*Brano scelto*
Il Seicento, secolo dei dotti e dei geroglifici

Che secolo è stato, il Seicento? La domanda nasce dal fatto che delle epoche successive serbiamo un sunto mentale sufficientemente nitido e condiviso: il Settecento, si sa, fu regno dei Lumi, l’Ottocento industriale e globalizzante partorì l’ebbrezza del capitalismo, mentre del Novecento cominciato solido e terminato fluido conosciamo oramai ogni più recondito anfratto, denudato come l’abbiamo di tutti i suoi drammi e delle sue esaltazioni. Ma del Seicento, che cosa ci rimane?

A questo secolo «astruso e inabissato»1 è dedicato I geroglifici di Sir Thomas Browne (Adelphi 2018), la tesi di laurea con cui Roberto Calasso si congedò nel 1965 da una fugace e mai troppo sentimentale sortita accademica. Un manoscritto rimasto a lungo inedito, e ora riproposto da Adelphi con l’aggiunta di un saggio deuteroscopico buono a corroborare il luogo comune secondo cui «il nostro secolo e il Seicento siano [epoche] affini»2, separate soltanto dallo squarcio purulento della modernità.

*Estratti dei dati*

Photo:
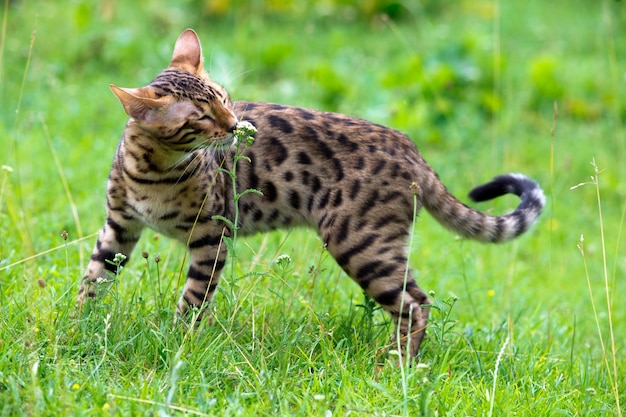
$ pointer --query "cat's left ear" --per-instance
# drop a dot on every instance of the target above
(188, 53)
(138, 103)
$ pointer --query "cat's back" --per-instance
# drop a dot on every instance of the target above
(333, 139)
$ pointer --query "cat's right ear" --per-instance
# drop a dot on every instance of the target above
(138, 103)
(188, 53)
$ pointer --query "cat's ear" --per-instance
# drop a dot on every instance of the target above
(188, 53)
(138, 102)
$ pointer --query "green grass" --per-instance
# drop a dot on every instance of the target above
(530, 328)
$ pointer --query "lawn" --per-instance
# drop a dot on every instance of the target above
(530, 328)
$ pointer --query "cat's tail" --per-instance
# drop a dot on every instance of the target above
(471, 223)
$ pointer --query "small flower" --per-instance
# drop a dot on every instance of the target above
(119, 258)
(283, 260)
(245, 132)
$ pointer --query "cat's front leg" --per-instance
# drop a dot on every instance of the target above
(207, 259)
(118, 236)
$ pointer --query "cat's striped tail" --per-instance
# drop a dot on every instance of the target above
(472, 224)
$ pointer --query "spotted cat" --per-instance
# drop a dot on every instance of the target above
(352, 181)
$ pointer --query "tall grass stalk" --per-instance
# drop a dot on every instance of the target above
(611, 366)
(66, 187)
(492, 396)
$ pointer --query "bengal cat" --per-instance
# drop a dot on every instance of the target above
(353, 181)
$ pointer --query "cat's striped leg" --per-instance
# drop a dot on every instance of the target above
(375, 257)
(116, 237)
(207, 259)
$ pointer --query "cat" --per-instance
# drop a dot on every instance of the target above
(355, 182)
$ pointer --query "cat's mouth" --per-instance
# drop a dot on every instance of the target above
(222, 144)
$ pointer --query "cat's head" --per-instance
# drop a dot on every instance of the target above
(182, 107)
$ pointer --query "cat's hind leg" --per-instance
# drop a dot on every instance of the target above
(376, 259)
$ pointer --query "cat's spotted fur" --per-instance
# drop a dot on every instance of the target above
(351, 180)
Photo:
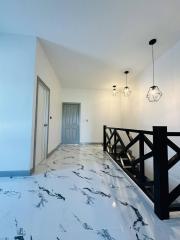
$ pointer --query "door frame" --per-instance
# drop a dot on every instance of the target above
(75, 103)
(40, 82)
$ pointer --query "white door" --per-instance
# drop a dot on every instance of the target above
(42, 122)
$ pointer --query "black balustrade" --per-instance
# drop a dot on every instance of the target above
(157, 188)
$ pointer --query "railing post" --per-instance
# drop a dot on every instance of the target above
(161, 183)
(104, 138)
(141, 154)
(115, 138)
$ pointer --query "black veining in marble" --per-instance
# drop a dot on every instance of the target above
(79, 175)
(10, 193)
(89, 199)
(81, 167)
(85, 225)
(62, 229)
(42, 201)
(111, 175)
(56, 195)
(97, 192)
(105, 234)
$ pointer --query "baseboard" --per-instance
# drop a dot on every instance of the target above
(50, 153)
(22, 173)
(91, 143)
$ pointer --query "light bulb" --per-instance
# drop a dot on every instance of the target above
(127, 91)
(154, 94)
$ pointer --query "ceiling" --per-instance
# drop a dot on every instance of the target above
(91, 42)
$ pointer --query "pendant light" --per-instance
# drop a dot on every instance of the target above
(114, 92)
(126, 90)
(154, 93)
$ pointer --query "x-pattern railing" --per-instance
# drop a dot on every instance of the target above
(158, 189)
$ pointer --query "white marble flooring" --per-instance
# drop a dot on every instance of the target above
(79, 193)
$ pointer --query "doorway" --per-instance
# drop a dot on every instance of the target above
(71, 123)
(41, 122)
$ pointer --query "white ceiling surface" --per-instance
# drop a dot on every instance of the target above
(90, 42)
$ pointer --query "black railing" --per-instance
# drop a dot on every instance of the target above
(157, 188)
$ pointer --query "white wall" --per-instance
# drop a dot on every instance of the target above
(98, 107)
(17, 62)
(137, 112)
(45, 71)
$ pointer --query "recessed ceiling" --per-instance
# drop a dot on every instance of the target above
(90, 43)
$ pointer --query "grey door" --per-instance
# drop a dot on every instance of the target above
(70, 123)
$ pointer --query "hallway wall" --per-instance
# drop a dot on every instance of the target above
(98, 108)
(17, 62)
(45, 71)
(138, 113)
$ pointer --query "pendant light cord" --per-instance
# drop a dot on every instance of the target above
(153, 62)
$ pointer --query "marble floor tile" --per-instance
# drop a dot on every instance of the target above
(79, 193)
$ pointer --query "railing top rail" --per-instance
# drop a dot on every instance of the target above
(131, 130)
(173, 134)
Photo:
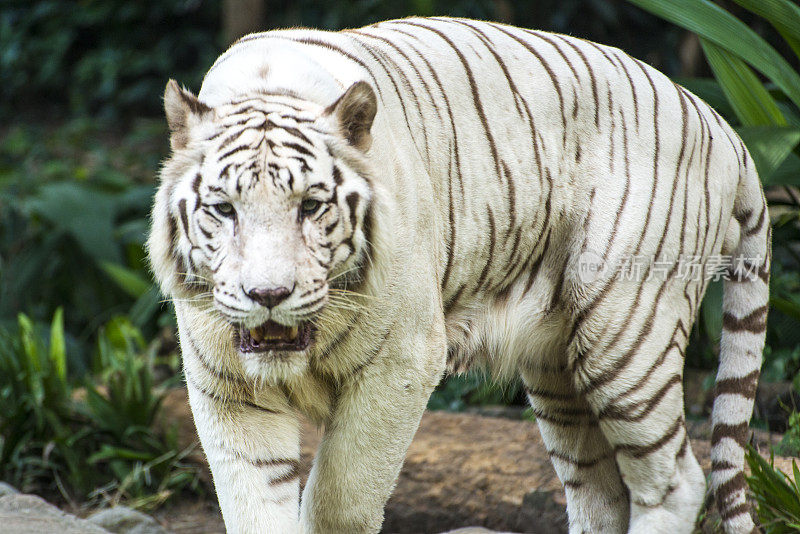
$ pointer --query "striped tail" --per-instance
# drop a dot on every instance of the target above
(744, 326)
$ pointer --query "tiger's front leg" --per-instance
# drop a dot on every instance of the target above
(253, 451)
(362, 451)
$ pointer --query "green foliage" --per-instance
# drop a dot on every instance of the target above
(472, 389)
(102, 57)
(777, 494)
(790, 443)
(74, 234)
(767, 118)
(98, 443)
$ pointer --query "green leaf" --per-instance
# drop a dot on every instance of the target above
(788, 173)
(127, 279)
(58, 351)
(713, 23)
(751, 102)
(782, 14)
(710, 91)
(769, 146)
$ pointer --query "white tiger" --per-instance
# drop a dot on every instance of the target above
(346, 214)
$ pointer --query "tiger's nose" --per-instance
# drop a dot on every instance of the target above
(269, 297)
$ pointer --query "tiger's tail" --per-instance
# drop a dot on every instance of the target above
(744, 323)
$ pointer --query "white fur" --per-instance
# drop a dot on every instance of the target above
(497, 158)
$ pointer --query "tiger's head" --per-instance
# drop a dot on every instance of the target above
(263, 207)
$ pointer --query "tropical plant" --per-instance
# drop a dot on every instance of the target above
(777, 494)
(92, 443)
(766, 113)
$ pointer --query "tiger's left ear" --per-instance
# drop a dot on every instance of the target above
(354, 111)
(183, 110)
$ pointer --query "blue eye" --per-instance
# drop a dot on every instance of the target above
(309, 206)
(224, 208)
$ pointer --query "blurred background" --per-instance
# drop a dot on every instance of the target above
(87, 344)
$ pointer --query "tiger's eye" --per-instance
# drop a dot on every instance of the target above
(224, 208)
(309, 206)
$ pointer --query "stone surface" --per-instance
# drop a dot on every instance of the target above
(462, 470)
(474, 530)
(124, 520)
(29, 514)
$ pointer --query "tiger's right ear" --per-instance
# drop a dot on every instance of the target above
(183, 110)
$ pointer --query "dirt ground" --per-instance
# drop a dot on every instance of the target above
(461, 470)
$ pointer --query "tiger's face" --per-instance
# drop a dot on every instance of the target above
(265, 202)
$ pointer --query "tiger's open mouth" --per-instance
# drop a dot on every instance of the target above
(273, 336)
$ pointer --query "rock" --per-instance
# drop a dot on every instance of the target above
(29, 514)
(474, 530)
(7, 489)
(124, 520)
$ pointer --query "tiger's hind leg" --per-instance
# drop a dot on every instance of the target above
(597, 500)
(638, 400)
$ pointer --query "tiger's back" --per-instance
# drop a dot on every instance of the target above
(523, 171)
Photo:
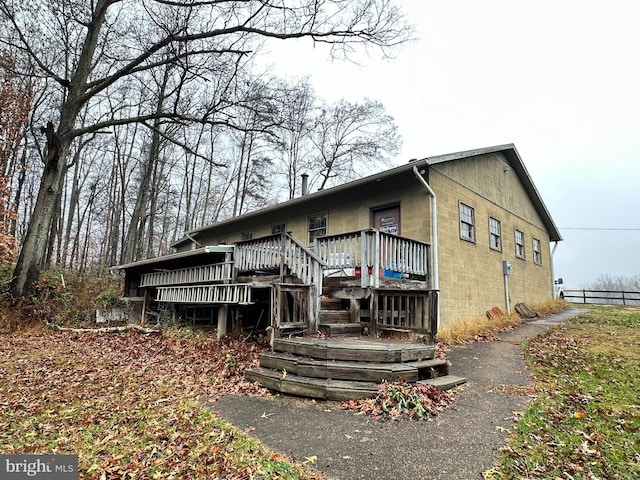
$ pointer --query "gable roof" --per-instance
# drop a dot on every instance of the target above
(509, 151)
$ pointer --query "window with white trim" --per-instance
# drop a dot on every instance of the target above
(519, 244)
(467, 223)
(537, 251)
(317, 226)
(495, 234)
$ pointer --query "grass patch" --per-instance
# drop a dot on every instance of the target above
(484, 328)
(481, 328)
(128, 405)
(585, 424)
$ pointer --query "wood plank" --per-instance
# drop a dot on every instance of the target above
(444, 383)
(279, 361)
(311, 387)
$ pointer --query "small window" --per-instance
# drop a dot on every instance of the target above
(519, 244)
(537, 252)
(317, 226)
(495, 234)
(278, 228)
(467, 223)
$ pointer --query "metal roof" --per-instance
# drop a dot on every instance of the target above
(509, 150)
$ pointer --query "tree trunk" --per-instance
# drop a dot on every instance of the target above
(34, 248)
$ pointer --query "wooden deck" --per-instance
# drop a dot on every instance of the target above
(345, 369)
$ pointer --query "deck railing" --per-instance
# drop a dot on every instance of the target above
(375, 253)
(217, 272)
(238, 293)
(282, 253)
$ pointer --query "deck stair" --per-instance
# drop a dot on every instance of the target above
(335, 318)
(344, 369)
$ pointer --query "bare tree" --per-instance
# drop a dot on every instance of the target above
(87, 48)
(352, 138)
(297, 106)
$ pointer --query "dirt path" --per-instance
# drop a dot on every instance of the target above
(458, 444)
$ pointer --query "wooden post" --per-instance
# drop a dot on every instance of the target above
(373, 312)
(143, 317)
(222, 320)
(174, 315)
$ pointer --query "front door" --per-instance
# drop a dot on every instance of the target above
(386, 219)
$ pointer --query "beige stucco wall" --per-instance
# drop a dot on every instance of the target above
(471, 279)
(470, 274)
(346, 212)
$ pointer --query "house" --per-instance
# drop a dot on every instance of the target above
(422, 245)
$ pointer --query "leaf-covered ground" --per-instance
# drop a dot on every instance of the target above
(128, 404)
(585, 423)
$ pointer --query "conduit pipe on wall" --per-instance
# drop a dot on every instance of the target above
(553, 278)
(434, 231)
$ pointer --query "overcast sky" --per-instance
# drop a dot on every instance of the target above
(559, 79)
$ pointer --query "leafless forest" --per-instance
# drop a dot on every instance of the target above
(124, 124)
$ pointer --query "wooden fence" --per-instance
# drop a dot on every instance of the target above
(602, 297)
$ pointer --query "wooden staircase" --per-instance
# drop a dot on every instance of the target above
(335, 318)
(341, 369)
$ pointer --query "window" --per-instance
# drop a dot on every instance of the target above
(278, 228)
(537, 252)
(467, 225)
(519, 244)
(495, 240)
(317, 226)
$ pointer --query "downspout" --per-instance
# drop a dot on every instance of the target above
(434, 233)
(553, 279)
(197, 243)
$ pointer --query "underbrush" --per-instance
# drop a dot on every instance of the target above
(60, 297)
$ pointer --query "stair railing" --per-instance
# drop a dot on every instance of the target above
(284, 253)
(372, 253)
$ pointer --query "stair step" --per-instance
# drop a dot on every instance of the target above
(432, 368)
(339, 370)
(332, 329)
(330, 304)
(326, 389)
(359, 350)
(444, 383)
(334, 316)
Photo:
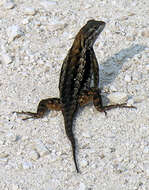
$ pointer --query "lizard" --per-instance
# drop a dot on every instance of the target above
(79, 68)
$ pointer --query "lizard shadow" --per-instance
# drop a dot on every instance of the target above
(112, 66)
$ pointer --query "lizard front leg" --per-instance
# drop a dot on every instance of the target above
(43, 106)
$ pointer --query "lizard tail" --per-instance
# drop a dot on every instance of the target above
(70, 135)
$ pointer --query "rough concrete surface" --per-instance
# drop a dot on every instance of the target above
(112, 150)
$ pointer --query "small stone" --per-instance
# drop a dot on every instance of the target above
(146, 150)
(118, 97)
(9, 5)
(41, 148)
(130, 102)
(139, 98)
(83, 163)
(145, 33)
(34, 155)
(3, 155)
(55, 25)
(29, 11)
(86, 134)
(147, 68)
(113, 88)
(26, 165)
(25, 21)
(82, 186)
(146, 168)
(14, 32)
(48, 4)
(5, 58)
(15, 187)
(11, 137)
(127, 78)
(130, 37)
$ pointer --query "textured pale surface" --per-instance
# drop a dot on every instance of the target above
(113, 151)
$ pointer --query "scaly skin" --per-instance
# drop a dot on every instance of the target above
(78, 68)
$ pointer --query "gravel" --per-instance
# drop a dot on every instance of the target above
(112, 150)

*Istruzioni dell'esercizio*
(a) Riassumi in due frasi il brano sul Seicento, per favore.
(b) Continua il brano sul Seicento a partire dalla sua ultima frase.

*Risposte per compito*
(a) Il brano si chiede che cosa ci resti del Seicento, dato che delle epoche successive conserviamo un'idea nitida e condivisa: il Settecento regno dei Lumi, l'Ottocento industriale che partorì l'ebbrezza del capitalismo, il Novecento ormai conosciuto in ogni anfratto. A questo secolo è dedicato I geroglifici di Sir Thomas Browne, la tesi di laurea con cui Roberto Calasso si congedò nel 1965 dall'ambiente accademico, rimasta a lungo inedita e ora riproposta da Adelphi con un saggio che avvalora l'idea di un'affinità tra il nostro secolo e il Seicento.

(b)
Ad accomunare il pre- e il post-moderno sarebbe soprattutto la tensione ibridizzante di natura e cultura, di arte e scienza: «proprio quegli elementi che [la modernità] vorrà tenere separati con ogni cura»3. Se il Seicento è così lontano dal nostro immaginario – lo è molto di più, ad esempio, del Medioevo – è proprio per via dell’occultamento che l’illuminismo esercitò su quell’epoca anfibia, «fertile al tempo stesso di scienza ed empietà»4, come ebbe a dire uno dei suoi più eminenti rappresentanti, Gottfried Wihelm von Leibniz. «Stolidità e illuminazione vi si alternano, e non è possibile districare l’una dall’altra»5.

È Calasso a ricordare come «la forza del dimenticare [abbia] operato potentemente sulla cultura del Seicento», a lungo sommersa e approdata ai giorni nostri sotto forma di relitto esotico e indecifrabile. Eppure, questa zona franca della storia in cui «il più alto e il più basso si mescolano e si confondono»6, fu per antonomasia il «secolo dei dotti»7, dei “pansofisti” capaci di passare con disinvoltura da un ordine delle cose all’altro, per fare germinare la propria vastissima intelligenza su ogni campo del sapere possibile e immaginabile.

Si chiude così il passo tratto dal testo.